PROMPT ->
Copy word for word the lines of the data below, beginning with the line that contains "Pick out the arriva logo in this picture." and continuing through the last line of the data, with both of those lines included.

Start RECORDS FOR THE TASK

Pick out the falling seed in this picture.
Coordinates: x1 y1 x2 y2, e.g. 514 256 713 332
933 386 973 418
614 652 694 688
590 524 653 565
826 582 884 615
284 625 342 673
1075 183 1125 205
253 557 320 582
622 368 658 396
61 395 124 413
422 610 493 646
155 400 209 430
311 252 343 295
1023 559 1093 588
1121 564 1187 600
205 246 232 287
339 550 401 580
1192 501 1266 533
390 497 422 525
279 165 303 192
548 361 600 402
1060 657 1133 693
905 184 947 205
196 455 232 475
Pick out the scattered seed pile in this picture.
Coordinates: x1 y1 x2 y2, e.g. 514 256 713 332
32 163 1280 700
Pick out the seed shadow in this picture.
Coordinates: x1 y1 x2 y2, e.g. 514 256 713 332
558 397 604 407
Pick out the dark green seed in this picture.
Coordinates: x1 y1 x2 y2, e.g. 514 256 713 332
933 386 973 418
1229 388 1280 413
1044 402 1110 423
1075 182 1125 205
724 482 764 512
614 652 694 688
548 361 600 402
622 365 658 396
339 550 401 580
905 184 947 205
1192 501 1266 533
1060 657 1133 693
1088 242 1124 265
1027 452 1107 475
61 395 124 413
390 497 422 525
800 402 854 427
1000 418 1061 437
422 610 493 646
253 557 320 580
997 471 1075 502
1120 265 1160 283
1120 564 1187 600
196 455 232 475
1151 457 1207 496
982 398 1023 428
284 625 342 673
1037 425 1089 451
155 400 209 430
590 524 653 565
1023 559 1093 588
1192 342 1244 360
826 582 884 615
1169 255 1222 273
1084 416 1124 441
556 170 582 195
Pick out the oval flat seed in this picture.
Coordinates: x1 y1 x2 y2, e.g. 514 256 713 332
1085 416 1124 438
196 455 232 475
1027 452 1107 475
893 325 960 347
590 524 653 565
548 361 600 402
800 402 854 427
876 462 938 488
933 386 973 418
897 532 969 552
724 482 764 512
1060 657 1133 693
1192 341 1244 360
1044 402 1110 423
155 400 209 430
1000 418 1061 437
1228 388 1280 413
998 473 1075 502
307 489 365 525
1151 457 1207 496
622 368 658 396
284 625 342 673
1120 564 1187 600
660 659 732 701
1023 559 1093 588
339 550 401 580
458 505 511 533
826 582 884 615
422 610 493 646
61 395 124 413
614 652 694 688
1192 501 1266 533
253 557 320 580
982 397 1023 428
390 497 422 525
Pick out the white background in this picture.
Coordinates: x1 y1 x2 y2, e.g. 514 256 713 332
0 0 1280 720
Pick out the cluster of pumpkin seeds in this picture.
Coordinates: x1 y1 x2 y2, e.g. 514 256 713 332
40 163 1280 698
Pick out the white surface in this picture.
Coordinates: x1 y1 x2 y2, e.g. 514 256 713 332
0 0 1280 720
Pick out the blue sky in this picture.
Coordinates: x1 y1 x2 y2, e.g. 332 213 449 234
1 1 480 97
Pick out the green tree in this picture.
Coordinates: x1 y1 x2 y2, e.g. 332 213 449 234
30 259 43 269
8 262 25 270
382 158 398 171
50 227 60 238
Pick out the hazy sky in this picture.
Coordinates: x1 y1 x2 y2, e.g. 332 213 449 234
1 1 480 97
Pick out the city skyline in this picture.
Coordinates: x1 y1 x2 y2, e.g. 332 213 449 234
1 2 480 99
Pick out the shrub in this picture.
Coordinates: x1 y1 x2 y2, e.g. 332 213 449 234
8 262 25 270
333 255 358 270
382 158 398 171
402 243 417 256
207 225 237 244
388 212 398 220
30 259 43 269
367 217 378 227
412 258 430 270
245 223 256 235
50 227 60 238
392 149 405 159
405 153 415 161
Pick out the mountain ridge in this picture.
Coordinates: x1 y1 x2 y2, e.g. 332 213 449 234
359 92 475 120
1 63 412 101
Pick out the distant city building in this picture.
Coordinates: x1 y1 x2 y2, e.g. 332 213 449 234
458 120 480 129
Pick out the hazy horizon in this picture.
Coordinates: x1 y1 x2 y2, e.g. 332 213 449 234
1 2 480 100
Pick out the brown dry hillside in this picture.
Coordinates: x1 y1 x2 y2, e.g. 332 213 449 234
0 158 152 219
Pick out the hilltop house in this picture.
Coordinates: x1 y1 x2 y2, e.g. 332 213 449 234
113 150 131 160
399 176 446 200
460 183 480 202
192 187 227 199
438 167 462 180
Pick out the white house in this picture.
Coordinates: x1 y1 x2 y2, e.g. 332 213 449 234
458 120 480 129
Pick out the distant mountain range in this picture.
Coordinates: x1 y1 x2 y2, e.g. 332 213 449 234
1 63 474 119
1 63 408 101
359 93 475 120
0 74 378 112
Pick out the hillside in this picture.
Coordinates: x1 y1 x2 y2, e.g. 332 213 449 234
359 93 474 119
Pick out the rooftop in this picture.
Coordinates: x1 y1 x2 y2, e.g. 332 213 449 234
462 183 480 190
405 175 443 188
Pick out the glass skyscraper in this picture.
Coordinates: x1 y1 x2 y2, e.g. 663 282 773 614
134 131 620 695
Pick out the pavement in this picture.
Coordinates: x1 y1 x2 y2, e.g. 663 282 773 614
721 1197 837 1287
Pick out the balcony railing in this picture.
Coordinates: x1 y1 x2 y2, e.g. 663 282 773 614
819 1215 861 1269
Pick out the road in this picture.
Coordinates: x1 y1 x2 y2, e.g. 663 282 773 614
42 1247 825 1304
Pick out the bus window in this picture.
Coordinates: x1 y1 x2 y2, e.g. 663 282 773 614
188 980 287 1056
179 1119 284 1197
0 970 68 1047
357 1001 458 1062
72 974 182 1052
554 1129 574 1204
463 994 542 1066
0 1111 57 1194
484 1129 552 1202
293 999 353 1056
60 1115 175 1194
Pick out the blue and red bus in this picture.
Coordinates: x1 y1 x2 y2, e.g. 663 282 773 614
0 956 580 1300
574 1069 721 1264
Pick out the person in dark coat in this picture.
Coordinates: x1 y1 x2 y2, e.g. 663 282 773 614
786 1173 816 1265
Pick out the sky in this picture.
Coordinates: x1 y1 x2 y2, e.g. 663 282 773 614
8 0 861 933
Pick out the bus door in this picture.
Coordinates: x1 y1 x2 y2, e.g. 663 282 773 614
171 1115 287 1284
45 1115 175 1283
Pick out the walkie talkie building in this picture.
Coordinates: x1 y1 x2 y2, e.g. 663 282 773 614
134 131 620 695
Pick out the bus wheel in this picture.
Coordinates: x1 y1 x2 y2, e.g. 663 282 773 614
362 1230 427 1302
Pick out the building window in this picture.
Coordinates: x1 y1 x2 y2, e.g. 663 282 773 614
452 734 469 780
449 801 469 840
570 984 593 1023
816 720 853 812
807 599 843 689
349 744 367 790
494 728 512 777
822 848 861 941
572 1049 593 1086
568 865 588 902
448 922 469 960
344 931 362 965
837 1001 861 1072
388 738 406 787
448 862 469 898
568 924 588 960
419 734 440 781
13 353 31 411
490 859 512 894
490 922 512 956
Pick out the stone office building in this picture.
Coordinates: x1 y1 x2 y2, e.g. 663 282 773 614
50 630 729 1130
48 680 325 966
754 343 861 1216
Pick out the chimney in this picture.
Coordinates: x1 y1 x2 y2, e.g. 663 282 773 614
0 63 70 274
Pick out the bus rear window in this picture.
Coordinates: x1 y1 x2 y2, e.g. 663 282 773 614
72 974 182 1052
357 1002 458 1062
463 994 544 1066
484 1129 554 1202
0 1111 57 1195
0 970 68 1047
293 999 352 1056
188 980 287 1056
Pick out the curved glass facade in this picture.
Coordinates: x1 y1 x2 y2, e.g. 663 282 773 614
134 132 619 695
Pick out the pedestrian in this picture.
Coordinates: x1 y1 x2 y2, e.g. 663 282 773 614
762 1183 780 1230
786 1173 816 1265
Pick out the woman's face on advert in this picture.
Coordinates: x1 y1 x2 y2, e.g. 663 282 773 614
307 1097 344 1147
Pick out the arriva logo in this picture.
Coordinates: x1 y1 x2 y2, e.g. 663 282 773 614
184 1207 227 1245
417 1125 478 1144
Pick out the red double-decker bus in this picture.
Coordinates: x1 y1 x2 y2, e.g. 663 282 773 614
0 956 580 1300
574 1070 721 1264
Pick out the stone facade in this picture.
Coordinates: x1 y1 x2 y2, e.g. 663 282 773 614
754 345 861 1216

End RECORDS FOR THE TASK

EXPECTED OUTPUT ->
Pick out the arriva logo in this picture.
Coordinates: x1 y1 x2 y2, e.g. 663 282 773 614
184 1207 227 1245
417 1125 478 1144
Pick out the red double-decker bus in this picture.
Coordinates: x1 y1 x2 y2, e.g. 663 282 773 614
0 956 580 1300
574 1070 721 1264
Pick out the stone facade in this picture.
Coordinates: x1 y1 x2 y2, e.g. 663 282 773 614
754 345 861 1216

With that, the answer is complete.